[Image object location entries]
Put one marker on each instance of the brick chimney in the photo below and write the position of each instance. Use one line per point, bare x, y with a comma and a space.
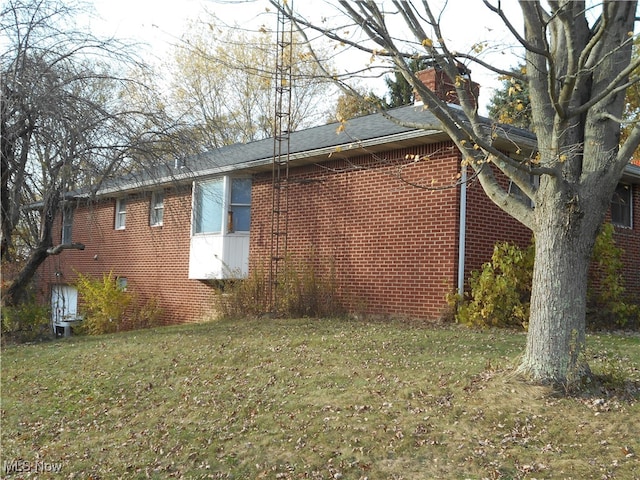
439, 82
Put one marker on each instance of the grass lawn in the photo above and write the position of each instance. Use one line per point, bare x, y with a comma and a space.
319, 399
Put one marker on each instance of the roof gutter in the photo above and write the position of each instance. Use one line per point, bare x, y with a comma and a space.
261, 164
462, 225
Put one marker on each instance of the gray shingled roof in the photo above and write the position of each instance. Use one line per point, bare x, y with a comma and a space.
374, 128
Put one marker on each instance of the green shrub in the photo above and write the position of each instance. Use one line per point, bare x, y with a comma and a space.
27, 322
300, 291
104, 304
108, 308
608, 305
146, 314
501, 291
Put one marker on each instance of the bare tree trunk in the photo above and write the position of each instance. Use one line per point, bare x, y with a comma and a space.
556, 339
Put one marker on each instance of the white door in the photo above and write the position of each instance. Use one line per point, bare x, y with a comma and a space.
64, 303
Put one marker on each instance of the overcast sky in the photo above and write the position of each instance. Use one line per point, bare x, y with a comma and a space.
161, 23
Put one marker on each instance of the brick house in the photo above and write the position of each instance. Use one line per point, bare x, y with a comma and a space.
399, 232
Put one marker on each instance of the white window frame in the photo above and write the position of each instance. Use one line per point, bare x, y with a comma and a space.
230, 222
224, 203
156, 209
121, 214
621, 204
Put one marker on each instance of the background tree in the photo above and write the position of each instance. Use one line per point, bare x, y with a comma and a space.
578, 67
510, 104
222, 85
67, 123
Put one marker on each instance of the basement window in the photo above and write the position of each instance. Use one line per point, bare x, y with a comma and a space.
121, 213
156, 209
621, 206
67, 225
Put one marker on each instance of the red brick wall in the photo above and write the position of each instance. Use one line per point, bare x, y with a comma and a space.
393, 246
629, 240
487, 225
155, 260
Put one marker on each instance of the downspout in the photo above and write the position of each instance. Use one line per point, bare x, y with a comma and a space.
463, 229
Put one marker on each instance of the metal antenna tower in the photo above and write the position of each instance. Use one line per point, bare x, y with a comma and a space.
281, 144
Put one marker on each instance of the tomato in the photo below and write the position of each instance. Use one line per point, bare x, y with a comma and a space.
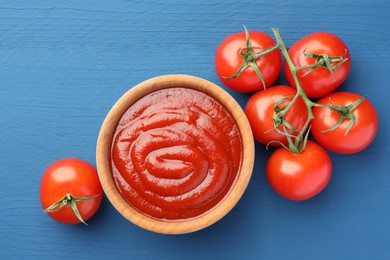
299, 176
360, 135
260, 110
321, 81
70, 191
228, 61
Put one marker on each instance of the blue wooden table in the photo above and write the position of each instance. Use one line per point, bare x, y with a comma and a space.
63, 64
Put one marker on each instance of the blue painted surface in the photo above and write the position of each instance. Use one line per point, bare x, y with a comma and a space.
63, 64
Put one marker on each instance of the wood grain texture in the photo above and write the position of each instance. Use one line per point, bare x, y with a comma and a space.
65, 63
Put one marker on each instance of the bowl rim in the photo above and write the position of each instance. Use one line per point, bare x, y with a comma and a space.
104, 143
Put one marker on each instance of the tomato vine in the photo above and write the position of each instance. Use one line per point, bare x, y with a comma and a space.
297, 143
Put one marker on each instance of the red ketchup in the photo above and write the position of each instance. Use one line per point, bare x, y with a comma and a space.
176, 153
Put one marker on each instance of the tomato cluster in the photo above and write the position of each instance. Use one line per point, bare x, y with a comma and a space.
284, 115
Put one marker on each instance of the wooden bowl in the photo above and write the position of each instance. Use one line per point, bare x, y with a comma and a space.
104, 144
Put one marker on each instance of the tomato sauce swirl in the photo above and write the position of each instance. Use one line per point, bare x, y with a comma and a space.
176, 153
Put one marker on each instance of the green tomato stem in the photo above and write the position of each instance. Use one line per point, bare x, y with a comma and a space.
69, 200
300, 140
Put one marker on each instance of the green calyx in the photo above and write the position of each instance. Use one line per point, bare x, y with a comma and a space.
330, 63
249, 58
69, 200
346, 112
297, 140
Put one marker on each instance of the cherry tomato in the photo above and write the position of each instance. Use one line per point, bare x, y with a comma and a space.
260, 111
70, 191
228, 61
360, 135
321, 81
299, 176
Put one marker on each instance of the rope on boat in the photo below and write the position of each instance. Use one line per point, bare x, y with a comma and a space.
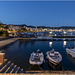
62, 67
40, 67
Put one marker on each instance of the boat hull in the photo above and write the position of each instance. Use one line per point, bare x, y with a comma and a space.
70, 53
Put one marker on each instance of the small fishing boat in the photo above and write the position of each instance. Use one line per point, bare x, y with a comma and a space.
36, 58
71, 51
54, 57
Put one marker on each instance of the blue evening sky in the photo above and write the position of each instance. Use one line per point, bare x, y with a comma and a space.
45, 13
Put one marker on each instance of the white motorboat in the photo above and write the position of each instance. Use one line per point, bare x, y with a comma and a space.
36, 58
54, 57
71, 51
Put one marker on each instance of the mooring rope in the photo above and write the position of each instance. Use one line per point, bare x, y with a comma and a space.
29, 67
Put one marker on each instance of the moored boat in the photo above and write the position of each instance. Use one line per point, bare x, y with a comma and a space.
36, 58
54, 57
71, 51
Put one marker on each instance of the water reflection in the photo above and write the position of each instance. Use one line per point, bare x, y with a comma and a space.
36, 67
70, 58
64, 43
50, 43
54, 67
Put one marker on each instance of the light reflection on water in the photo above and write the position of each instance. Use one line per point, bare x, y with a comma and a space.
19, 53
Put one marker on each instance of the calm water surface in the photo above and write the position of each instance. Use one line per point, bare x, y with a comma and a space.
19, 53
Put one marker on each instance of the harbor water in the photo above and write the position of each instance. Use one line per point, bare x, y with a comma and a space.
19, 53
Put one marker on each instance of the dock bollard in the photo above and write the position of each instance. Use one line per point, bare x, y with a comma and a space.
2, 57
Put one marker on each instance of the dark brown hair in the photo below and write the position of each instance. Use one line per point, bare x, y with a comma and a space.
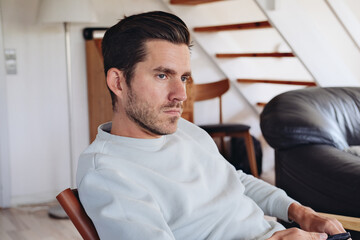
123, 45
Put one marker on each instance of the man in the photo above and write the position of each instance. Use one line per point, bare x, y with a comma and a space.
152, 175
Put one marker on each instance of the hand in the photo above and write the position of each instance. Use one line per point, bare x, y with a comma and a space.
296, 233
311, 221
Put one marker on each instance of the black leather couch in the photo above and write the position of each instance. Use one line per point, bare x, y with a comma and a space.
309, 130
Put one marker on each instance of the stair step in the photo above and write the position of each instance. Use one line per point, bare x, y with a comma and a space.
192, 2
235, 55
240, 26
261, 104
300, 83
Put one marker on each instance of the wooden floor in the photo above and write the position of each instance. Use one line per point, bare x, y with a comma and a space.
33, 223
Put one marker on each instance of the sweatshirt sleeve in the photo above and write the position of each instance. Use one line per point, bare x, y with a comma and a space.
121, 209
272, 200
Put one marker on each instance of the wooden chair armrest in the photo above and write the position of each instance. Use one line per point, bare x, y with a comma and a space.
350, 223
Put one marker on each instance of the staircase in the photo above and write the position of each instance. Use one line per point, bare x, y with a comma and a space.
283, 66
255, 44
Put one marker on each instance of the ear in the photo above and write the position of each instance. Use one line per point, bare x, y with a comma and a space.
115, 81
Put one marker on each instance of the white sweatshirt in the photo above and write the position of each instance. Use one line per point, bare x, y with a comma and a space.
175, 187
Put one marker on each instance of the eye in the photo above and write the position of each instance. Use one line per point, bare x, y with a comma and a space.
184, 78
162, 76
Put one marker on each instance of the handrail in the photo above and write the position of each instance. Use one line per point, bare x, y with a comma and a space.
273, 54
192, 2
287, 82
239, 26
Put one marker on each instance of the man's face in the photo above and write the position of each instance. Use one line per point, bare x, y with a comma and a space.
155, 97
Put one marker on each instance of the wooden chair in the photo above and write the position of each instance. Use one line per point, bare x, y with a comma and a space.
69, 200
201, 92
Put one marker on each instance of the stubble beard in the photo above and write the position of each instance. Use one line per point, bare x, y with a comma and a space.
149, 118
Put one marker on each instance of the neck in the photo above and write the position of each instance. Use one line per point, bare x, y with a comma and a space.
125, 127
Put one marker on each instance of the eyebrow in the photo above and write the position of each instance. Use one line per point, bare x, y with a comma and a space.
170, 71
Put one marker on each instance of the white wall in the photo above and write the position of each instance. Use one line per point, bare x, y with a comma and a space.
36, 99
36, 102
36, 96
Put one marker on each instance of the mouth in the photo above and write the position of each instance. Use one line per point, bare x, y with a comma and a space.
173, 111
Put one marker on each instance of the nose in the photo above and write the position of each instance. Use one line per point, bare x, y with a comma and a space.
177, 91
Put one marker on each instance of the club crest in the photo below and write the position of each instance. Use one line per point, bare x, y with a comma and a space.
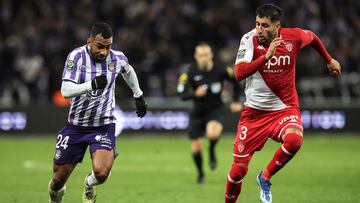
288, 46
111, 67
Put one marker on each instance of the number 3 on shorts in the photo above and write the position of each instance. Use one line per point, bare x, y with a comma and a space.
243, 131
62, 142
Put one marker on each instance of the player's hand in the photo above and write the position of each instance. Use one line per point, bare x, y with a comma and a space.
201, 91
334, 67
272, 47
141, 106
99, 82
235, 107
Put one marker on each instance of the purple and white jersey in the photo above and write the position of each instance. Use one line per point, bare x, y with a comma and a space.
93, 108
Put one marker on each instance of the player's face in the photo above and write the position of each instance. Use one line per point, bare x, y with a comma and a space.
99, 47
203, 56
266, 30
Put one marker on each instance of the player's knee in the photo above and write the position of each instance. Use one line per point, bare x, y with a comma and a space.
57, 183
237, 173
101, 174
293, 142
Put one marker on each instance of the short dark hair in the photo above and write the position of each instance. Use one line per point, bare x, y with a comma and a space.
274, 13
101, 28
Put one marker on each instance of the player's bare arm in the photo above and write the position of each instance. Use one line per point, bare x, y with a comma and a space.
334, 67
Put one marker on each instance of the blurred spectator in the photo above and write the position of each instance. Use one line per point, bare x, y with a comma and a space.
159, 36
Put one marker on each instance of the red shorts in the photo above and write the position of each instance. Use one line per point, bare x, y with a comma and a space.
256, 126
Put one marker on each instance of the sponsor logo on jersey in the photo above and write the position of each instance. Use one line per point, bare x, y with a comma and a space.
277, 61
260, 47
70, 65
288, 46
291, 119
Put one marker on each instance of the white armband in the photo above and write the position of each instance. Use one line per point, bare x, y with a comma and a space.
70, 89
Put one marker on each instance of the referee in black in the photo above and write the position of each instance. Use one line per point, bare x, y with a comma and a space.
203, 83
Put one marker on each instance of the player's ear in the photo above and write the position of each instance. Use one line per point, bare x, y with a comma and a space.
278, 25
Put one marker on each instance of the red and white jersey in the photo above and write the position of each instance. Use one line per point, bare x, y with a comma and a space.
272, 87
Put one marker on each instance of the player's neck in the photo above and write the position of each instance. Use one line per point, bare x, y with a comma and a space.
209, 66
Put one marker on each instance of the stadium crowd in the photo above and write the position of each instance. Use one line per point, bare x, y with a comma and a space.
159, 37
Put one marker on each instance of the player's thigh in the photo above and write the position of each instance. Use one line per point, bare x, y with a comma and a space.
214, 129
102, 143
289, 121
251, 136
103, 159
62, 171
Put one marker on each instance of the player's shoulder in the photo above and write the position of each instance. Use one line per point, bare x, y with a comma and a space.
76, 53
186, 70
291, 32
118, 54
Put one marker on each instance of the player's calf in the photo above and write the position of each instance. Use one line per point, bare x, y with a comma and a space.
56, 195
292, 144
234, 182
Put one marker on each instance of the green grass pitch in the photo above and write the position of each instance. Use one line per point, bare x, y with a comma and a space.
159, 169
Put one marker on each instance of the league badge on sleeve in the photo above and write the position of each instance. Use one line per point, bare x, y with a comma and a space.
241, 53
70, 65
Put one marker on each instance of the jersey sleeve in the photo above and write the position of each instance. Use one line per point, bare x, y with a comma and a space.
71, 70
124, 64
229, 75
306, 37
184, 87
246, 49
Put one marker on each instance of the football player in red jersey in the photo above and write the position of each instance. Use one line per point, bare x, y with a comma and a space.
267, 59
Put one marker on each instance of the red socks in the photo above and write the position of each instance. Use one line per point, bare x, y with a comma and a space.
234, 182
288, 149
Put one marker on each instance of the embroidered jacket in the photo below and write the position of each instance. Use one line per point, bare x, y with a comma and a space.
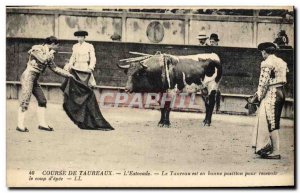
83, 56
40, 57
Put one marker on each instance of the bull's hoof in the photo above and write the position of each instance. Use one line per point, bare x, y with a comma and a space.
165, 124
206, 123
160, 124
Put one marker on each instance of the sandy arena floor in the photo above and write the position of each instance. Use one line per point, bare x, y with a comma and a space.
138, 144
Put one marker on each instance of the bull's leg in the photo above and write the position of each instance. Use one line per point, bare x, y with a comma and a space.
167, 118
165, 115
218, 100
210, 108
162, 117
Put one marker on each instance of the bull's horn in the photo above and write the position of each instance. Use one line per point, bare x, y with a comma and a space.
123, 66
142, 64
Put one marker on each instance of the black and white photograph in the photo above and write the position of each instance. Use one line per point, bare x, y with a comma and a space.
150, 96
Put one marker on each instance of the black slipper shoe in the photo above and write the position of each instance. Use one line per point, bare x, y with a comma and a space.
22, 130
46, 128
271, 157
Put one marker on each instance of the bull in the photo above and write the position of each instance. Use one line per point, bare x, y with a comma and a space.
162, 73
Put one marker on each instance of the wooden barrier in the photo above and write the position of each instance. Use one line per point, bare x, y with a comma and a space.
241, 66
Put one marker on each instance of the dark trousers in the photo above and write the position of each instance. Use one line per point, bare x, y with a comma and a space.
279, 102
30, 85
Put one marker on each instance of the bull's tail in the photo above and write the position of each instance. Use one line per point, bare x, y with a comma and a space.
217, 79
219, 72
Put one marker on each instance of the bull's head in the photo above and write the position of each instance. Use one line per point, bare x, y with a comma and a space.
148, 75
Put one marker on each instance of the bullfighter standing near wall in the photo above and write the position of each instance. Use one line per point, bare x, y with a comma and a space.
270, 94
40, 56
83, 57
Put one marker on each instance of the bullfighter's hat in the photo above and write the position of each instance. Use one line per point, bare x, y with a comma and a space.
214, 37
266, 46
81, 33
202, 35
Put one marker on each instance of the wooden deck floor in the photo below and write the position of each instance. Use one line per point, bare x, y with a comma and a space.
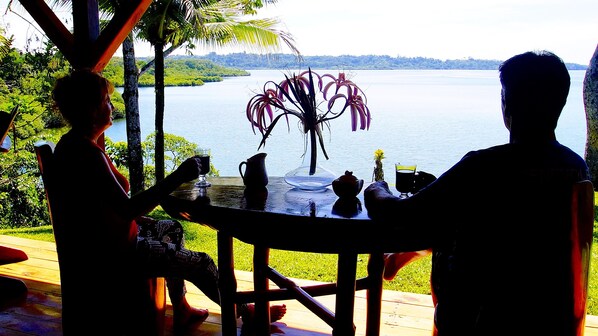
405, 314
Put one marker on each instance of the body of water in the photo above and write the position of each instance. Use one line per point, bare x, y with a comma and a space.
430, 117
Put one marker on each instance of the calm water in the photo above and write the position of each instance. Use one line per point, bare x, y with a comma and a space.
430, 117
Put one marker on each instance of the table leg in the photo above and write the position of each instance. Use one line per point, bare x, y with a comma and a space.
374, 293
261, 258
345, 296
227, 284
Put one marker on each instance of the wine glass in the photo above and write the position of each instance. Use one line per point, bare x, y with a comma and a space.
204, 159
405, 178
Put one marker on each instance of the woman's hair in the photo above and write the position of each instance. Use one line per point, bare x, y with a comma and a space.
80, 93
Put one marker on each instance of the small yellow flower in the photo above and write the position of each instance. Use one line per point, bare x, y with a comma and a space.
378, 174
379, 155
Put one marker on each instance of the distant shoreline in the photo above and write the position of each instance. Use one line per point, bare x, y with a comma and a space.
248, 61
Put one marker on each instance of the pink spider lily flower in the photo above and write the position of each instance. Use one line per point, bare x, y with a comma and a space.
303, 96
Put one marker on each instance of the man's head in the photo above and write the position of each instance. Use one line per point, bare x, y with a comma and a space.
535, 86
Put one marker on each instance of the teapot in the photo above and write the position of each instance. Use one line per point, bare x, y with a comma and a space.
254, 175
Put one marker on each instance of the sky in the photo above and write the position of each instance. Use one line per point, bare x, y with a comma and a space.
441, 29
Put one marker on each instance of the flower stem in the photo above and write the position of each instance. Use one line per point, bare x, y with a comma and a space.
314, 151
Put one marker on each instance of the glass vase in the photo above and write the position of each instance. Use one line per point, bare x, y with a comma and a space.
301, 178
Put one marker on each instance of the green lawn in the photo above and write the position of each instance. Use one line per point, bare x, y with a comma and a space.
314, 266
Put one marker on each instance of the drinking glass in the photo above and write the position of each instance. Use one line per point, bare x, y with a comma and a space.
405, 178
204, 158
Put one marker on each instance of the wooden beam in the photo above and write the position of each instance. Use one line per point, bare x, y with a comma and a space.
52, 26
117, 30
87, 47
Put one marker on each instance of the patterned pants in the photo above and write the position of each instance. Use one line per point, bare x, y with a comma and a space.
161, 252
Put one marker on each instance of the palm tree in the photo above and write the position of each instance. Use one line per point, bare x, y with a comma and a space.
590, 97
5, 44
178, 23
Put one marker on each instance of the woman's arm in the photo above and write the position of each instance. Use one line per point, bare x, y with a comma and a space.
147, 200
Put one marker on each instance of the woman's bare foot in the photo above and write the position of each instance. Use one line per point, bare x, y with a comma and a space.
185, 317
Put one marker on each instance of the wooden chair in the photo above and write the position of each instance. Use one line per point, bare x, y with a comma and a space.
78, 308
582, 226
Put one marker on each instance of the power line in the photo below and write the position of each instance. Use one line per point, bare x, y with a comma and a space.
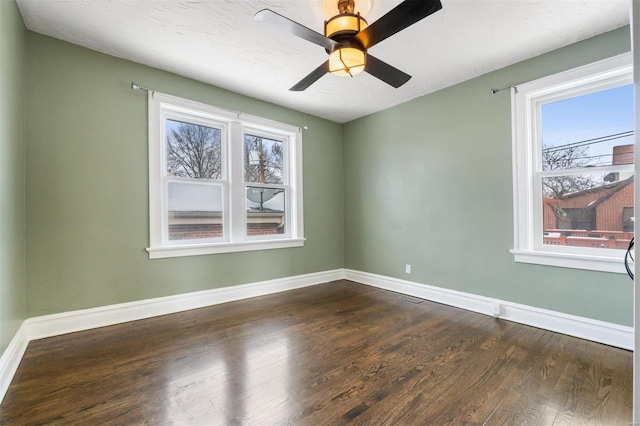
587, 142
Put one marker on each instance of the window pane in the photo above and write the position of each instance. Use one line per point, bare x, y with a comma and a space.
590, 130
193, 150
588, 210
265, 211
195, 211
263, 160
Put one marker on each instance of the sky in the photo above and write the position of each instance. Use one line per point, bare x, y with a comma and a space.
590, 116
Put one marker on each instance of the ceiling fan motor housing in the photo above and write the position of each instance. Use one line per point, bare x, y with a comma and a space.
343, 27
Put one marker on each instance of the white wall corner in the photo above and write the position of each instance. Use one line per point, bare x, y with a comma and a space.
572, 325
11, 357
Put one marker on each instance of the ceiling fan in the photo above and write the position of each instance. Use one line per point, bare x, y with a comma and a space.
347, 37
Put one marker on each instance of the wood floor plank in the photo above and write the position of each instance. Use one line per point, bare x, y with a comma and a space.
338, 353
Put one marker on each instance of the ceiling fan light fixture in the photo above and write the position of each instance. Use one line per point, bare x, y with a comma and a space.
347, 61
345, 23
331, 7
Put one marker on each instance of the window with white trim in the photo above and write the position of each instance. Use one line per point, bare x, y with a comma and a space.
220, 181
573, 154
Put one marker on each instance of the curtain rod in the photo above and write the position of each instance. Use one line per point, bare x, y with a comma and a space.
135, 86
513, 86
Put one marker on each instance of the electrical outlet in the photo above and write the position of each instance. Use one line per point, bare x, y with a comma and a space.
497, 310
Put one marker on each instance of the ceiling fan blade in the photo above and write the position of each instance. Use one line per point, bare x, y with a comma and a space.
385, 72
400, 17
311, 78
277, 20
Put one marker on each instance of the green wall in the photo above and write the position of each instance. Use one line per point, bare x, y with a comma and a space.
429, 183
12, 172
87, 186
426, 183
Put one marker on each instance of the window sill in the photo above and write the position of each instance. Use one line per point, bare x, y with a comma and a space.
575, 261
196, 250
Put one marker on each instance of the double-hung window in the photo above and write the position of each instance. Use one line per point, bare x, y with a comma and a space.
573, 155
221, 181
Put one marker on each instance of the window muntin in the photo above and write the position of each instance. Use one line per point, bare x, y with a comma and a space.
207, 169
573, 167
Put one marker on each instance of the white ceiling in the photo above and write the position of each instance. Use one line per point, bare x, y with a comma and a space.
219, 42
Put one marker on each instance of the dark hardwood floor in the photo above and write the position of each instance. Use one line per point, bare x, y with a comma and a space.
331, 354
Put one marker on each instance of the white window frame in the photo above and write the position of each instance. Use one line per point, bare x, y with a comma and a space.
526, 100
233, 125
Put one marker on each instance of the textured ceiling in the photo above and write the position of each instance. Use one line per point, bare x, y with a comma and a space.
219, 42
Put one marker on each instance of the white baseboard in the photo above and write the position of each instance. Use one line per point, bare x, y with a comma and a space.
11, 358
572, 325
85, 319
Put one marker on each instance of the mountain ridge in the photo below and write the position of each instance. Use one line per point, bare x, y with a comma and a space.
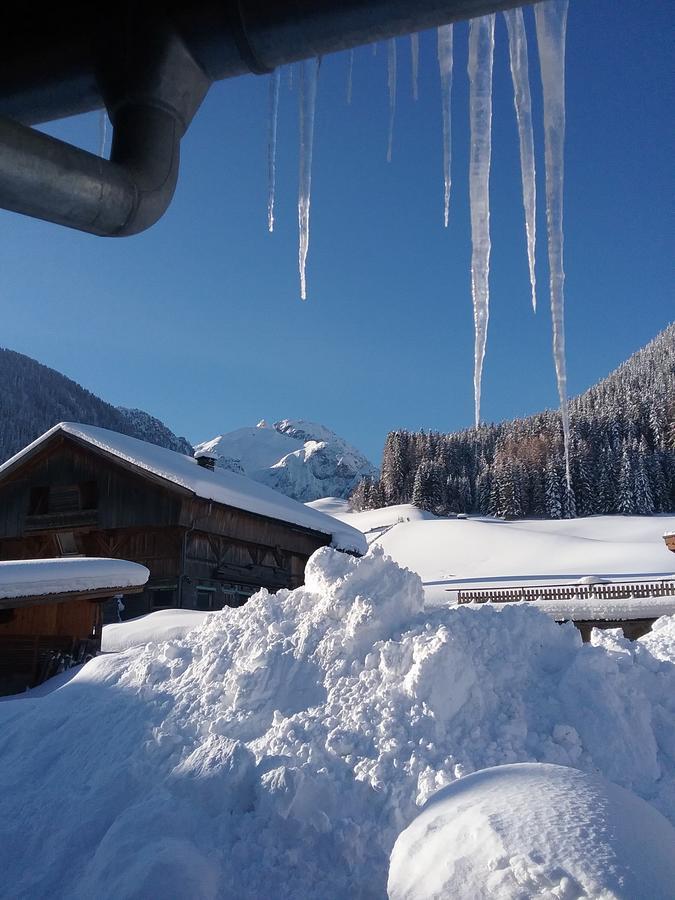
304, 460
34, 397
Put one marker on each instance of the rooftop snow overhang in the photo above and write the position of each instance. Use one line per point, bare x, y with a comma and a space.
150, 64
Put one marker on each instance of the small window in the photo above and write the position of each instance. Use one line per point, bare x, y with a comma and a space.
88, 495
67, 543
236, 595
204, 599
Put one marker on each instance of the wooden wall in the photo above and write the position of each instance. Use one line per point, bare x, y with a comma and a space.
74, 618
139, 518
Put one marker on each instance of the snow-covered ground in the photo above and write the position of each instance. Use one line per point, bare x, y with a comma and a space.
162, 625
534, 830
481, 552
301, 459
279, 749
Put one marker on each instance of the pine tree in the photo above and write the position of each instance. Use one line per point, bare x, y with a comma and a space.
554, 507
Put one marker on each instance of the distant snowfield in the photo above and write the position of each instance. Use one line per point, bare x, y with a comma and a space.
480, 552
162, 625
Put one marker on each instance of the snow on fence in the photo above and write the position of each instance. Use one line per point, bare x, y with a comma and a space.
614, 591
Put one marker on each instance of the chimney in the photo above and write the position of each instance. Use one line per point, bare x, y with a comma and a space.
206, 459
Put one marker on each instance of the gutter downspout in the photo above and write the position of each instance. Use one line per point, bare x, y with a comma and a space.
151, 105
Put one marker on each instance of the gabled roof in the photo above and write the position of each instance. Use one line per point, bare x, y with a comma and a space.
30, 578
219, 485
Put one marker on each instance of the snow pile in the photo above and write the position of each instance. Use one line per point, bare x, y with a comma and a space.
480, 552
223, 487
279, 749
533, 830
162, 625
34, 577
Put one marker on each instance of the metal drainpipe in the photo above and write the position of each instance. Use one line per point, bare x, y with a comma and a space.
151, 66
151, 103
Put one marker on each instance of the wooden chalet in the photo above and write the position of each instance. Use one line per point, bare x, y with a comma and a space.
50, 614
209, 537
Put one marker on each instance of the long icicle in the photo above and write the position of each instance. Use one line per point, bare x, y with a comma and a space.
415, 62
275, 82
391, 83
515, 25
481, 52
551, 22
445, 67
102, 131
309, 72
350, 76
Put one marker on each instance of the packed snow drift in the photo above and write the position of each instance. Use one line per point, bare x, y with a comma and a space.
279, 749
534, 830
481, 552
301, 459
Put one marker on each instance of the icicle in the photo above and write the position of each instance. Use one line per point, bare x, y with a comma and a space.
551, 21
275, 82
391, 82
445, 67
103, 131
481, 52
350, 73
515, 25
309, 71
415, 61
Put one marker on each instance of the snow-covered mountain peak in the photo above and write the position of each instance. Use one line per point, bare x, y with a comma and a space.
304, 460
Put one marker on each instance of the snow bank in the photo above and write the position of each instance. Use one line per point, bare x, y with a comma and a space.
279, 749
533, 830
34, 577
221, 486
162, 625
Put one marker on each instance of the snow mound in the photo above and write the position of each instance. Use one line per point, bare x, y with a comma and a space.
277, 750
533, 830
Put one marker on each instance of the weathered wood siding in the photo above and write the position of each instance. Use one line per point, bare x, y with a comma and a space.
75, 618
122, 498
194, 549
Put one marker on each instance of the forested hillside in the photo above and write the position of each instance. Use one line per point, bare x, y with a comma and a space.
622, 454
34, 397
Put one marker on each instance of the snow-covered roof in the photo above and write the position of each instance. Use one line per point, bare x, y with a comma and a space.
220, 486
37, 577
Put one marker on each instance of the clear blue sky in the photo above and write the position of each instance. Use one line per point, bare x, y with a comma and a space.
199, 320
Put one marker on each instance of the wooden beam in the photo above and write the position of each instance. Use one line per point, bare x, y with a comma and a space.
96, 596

- Job
Repeat exactly the lines from the line containing "Put one marker on each instance of the weathered" through the end of the listing above; both boundary lines are part of the output.

- Result of this exercise
Put one marker on each instance of the weathered wood siding in the photo above and write the position of each instance. Use one line per point, bare x, y with a comma and a space.
75, 618
122, 498
194, 549
Put one marker on each instance of the forested hillside in the photo above and write the position of each instance. Use one line per point, bare x, y with a comma and a space.
622, 454
34, 397
Put one marker on each instance of the snow-covered roof in the photo above and write the position of each instance. Use one line per point, bare x, y with a comma and a space.
220, 486
37, 577
Put one marker on each instance of the clear blue sky in the photo above and write the position of each instance. Use one line per point, bare x, y with a comma and a space.
199, 320
Put one marker on each instance of the wooden beam in the photo above and write the position of each instance. Use one line per point, bare x, y with a comma and a space.
96, 596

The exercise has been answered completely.